== Problem requirements ==
Reproduce the passage from the excerpt on globalization and trade figures between "Furthermore, if exports" and "42.6% to 39.5%.", inclusive, without changing a word.

Furthermore, if exports as a percentage of GDP is taken as an indicator of globalisation,
Henwood argues that Britain was only a little more globalised in 1992 than in
1913, the US was in a similar position and Mexico was more globalised in 1913
than in 1992 (Henwood, D. Left Business Observer, Jan 1996). This argument is
further corroborated by Robert Went's figures of exports and imports as a percentage
of Gross Domestic Product (GPD). They show that the arithmetic average of imports
and exports as a percentage of GDP for France, Germany, UK, The Netherlands,
USA and Japan has actually fallen between 1913 and 1994 from 42.6% to 39.5%.
Indeed, Japan's trade as a percentage of GDP went from 30.1% in 1913 to 14.6%
in 1994 . However,
trade figures are contentious. Went does point out the fact that the figures
do not take account of the service sector which has grown immensely but is not
included in trade figures, but when they are taken into account, as Irwin's
correction of the trade figures for the US show, the "export of tradables…
(from the US) has increased more strongly than figures would indicate" (Went, R. Globalization: Myths, Reality and Ideology, Internet).

== Dataset ==
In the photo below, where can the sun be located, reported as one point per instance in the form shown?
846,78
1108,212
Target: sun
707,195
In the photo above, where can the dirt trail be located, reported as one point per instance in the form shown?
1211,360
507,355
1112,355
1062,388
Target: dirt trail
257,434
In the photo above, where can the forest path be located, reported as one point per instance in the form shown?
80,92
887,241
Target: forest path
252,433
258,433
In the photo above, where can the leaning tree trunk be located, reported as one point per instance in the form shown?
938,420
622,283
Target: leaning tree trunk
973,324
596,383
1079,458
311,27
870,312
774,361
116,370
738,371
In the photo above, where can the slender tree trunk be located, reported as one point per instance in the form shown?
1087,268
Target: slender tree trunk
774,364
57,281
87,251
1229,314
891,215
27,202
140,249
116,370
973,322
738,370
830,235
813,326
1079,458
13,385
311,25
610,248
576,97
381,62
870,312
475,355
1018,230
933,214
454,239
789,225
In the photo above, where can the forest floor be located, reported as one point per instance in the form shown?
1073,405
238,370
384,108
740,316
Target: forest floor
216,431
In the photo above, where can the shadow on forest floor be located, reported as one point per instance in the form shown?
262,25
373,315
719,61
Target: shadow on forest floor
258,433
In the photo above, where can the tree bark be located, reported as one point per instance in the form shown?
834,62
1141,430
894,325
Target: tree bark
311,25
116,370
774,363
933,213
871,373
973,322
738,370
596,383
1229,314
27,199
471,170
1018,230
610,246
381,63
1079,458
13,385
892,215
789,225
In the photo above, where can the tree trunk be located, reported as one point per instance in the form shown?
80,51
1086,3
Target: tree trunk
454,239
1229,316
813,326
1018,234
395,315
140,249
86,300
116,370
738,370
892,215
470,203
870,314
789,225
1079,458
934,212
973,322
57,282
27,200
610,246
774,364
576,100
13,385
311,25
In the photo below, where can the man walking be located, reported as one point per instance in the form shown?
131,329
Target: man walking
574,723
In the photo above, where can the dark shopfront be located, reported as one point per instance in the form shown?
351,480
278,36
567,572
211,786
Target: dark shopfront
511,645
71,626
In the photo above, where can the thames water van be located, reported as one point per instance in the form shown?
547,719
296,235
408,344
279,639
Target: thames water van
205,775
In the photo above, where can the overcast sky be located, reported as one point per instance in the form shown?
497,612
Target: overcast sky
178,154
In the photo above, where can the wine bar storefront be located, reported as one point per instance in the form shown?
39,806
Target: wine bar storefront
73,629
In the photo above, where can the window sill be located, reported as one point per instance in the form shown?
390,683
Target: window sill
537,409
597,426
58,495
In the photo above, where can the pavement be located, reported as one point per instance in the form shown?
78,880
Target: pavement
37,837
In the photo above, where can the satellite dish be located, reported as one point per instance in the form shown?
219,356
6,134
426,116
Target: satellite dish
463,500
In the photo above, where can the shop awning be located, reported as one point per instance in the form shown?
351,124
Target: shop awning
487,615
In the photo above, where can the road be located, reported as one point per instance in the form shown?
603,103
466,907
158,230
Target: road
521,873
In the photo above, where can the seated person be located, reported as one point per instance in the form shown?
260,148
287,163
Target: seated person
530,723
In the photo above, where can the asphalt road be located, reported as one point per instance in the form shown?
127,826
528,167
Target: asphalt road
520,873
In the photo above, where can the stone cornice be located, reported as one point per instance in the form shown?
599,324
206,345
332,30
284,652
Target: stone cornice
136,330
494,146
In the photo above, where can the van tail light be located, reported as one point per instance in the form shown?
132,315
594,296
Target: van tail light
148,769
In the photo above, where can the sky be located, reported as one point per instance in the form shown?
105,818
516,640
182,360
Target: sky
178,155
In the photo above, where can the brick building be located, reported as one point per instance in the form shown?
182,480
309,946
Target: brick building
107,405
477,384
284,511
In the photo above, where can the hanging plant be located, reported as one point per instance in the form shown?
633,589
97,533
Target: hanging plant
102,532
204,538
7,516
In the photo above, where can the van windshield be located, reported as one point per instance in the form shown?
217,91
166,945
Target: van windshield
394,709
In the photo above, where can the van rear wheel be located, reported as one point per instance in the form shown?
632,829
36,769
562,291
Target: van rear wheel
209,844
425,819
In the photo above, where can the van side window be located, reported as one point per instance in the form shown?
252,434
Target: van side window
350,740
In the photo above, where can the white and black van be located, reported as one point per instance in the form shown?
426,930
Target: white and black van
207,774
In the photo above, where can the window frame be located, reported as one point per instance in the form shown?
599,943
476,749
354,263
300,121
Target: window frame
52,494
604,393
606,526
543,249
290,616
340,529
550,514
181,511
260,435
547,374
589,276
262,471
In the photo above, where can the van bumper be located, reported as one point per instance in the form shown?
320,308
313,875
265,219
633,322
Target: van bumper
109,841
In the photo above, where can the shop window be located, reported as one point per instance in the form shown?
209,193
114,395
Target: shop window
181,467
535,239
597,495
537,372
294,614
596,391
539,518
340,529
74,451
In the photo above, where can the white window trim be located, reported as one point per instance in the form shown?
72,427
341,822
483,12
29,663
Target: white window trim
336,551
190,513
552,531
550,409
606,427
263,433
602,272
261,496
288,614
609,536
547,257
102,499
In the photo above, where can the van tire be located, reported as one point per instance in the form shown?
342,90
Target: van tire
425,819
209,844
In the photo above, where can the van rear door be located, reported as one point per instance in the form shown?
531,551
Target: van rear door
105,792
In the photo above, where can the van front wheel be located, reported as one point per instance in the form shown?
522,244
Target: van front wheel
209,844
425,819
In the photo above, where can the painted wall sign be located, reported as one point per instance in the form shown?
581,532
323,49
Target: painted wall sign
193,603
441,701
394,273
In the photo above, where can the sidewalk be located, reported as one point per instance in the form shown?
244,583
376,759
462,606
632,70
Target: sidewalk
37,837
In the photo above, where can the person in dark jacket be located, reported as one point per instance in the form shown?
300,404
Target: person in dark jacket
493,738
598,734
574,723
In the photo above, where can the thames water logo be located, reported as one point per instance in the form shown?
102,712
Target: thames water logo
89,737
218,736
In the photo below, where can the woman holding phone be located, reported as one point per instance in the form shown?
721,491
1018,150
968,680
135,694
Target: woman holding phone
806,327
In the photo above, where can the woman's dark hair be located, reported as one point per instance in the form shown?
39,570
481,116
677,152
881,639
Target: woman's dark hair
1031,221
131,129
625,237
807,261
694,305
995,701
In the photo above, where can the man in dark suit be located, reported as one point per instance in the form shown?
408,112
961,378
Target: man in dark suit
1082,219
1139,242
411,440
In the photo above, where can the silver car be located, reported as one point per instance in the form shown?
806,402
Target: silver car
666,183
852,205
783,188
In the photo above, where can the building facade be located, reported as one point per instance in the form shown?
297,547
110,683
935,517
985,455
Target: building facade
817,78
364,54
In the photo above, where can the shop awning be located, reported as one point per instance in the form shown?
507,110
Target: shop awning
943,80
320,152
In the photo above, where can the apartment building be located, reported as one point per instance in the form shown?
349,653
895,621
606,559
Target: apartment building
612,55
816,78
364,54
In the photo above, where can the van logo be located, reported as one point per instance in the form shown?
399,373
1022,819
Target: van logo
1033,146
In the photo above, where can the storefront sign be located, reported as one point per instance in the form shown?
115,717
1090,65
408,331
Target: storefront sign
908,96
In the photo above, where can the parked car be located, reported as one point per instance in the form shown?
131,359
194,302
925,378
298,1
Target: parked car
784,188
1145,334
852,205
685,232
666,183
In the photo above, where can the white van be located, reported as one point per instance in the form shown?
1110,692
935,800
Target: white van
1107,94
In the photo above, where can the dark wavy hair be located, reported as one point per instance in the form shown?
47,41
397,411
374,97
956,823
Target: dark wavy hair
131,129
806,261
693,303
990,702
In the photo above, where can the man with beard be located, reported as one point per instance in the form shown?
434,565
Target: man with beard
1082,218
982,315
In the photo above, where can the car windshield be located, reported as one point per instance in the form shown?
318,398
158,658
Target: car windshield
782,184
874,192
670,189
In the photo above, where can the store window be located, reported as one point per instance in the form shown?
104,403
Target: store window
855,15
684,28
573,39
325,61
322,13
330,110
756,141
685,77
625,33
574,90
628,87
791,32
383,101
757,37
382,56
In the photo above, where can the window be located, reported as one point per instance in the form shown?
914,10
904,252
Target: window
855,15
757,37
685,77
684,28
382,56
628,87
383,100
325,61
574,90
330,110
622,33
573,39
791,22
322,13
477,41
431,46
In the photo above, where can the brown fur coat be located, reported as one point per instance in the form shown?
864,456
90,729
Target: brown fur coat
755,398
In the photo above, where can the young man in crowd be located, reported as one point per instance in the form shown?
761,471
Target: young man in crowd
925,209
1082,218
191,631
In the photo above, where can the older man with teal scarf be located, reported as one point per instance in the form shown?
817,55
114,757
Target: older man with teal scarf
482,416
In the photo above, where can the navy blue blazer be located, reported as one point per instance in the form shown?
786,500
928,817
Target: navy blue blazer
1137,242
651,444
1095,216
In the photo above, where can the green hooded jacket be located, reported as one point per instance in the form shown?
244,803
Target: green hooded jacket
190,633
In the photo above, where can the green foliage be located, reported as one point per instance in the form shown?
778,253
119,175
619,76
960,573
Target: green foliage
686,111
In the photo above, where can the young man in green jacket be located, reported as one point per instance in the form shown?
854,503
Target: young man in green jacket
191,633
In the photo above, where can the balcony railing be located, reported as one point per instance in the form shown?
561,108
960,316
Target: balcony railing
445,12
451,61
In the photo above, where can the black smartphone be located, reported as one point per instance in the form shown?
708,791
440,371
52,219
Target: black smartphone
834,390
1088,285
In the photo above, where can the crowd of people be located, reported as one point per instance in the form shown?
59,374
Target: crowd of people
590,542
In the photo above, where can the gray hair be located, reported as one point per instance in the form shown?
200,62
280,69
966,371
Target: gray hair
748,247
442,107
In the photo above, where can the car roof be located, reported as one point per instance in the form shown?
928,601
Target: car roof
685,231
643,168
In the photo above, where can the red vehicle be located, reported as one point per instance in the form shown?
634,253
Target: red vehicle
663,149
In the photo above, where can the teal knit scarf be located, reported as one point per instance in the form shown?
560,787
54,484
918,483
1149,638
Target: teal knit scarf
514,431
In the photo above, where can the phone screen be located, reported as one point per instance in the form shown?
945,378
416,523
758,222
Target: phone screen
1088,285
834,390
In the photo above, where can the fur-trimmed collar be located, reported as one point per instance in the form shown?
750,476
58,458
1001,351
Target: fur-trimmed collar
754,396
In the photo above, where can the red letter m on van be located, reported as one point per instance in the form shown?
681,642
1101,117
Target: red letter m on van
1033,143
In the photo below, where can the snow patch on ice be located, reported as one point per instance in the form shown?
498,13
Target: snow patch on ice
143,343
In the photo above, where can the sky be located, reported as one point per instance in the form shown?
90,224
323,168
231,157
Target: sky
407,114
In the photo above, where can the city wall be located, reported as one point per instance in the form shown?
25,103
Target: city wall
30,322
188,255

== The result ==
Furthermore, if exports as a percentage of GDP is taken as an indicator of globalisation,
Henwood argues that Britain was only a little more globalised in 1992 than in
1913, the US was in a similar position and Mexico was more globalised in 1913
than in 1992 (Henwood, D. Left Business Observer, Jan 1996). This argument is
further corroborated by Robert Went's figures of exports and imports as a percentage
of Gross Domestic Product (GPD). They show that the arithmetic average of imports
and exports as a percentage of GDP for France, Germany, UK, The Netherlands,
USA and Japan has actually fallen between 1913 and 1994 from 42.6% to 39.5%.